**Input material**

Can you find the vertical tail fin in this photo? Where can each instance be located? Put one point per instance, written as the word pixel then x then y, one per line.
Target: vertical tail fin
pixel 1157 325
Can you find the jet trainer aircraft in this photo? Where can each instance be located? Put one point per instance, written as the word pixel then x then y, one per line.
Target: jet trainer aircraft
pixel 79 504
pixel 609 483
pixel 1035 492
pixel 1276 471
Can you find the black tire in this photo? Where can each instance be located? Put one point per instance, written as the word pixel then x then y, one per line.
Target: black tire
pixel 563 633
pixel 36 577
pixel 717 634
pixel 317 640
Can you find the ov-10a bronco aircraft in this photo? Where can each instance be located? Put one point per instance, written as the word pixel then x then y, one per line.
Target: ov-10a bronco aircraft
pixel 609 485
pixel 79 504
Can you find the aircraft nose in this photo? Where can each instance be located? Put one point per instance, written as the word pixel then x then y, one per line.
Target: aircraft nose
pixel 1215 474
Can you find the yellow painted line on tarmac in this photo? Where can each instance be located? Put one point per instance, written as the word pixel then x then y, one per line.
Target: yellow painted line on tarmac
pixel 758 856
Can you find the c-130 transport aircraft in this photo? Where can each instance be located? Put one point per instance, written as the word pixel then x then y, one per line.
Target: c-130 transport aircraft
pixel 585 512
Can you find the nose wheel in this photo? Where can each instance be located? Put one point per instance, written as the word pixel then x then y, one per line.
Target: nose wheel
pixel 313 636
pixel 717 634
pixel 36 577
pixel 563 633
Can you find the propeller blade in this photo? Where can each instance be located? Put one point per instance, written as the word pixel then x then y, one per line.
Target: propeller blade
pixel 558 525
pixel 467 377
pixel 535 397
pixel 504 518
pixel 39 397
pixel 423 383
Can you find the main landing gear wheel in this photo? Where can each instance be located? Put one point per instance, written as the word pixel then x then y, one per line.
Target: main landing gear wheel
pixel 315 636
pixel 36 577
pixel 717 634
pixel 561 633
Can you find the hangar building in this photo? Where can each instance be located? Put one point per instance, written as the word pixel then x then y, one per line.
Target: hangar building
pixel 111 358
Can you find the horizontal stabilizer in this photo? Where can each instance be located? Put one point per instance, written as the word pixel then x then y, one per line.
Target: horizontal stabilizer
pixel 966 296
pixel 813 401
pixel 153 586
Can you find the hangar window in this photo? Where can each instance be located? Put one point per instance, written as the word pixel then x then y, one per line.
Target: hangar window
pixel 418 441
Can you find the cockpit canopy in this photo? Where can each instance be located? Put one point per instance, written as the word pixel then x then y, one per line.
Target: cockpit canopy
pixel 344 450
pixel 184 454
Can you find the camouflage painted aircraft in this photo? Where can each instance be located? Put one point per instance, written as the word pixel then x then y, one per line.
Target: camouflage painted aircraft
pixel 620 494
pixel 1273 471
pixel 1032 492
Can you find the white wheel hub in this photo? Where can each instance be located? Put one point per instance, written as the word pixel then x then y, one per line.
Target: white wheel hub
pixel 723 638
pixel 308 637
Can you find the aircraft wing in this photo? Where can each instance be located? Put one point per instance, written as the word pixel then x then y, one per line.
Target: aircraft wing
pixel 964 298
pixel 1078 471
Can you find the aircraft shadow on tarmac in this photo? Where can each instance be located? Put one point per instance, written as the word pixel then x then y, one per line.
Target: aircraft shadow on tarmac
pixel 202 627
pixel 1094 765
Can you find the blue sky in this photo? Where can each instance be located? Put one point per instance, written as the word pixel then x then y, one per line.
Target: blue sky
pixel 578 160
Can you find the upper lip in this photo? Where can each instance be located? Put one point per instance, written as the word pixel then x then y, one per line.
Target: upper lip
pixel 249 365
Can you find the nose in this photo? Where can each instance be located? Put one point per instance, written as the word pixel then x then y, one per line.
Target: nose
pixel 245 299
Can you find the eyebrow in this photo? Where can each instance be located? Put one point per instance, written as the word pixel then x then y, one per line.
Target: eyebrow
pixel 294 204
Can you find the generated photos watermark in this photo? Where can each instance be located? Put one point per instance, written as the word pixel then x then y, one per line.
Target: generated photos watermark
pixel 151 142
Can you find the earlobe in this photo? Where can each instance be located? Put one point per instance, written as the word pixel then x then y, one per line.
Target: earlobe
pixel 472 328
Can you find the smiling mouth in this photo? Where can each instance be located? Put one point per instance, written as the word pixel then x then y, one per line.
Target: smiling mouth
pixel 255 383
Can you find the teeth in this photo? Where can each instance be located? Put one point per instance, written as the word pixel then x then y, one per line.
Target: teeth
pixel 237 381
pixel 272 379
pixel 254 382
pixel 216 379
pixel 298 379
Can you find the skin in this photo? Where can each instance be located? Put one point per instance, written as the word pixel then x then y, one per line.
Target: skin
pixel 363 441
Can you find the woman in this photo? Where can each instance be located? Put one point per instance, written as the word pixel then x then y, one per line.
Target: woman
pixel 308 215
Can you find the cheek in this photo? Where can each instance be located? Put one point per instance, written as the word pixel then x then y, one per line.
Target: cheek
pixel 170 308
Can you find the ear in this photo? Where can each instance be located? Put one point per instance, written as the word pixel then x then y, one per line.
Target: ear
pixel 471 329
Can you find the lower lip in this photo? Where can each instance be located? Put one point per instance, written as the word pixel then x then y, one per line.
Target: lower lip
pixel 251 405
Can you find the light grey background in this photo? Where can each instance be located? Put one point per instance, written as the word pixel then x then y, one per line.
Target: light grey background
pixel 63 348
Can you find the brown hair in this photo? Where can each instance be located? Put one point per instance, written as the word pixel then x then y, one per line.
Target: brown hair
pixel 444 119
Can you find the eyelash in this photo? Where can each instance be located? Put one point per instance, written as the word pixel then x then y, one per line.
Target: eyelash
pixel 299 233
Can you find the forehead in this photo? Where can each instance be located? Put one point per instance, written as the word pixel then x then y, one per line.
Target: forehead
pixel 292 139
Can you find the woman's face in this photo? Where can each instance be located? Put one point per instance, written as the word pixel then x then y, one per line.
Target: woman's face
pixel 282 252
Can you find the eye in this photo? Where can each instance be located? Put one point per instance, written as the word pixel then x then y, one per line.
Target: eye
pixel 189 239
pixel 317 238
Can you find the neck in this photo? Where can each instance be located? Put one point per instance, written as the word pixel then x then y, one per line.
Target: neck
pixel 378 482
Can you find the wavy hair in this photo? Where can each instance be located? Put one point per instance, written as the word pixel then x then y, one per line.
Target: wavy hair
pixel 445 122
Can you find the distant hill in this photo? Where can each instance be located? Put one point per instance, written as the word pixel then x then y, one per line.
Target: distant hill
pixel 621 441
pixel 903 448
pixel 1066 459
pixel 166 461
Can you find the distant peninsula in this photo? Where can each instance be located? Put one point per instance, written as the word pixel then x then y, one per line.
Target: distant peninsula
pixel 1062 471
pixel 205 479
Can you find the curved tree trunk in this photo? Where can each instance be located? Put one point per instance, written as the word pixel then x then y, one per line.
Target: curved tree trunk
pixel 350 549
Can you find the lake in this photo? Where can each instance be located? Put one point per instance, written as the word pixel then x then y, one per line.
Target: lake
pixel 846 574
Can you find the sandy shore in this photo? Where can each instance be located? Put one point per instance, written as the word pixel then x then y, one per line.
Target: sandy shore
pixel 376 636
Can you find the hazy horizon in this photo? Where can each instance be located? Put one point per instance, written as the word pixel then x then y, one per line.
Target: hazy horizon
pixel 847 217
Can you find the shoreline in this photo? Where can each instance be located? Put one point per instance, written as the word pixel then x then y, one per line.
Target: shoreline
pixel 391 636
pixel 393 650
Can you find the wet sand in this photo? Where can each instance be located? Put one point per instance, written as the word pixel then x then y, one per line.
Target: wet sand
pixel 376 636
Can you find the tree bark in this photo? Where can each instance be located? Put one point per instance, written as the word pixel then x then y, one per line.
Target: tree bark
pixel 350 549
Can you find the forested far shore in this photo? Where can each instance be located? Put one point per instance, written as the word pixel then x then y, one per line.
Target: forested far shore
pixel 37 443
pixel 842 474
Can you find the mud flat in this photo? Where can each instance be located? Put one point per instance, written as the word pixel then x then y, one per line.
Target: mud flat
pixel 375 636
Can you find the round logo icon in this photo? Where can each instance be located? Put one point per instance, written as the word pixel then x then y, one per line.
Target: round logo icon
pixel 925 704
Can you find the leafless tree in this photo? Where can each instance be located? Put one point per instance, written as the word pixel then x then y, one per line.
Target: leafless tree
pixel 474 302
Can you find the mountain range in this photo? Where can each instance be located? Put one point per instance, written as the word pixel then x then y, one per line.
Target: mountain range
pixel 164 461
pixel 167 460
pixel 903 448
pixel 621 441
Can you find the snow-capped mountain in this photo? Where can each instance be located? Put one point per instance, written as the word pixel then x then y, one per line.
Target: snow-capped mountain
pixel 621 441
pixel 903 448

**Task instructions**
Working from the data above, extract solely the lines from the one containing "Can you find the woman's" through the one containing "Can you find the sandy", exactly as they appear, both included.

**Task result**
Can you find the woman's face in this photo? Where can each instance be located? Put one point per instance, written as the word pixel then x then y, one per line.
Target: woman's face
pixel 282 252
Can you find the eye in this photo? Where can each instance be located? Put one point per instance, written as the word pixel then x then y, one per line.
Target: eye
pixel 189 239
pixel 317 238
Can you find the neck in this photo? Where can each instance be located? Put one point per instance, written as the word pixel then x then y, one per line.
Target: neck
pixel 378 482
Can you find the wavy hair in this photo? Where can each instance be located? Put one point per instance, written as the word pixel then x then y, one per line.
Target: wavy hair
pixel 445 122
Can you find the distant hill in this photo? Where can each instance be located? Put one point per instance, written as the word pixel then x then y, one per line.
Target: distant hill
pixel 621 441
pixel 903 448
pixel 1066 459
pixel 166 461
Can you find the distant peninsula in this photo? Where can each instance be located? Put one point per instance, written as the word pixel then x then y, one per line.
Target: distant peninsula
pixel 1062 471
pixel 205 479
Can you find the curved tree trunk in this photo? Where can each instance be located? Put one point per instance, written as the word pixel then x then y, one per line.
Target: curved tree trunk
pixel 350 549
Can you find the lake in this photo? Where can each instance be located? Put one point per instance, written as the word pixel then x then y, one per line.
Target: lake
pixel 846 574
Can you find the sandy shore in this photo? Where can each instance be located? Put one point per instance, written as the word pixel then x then y, one per line.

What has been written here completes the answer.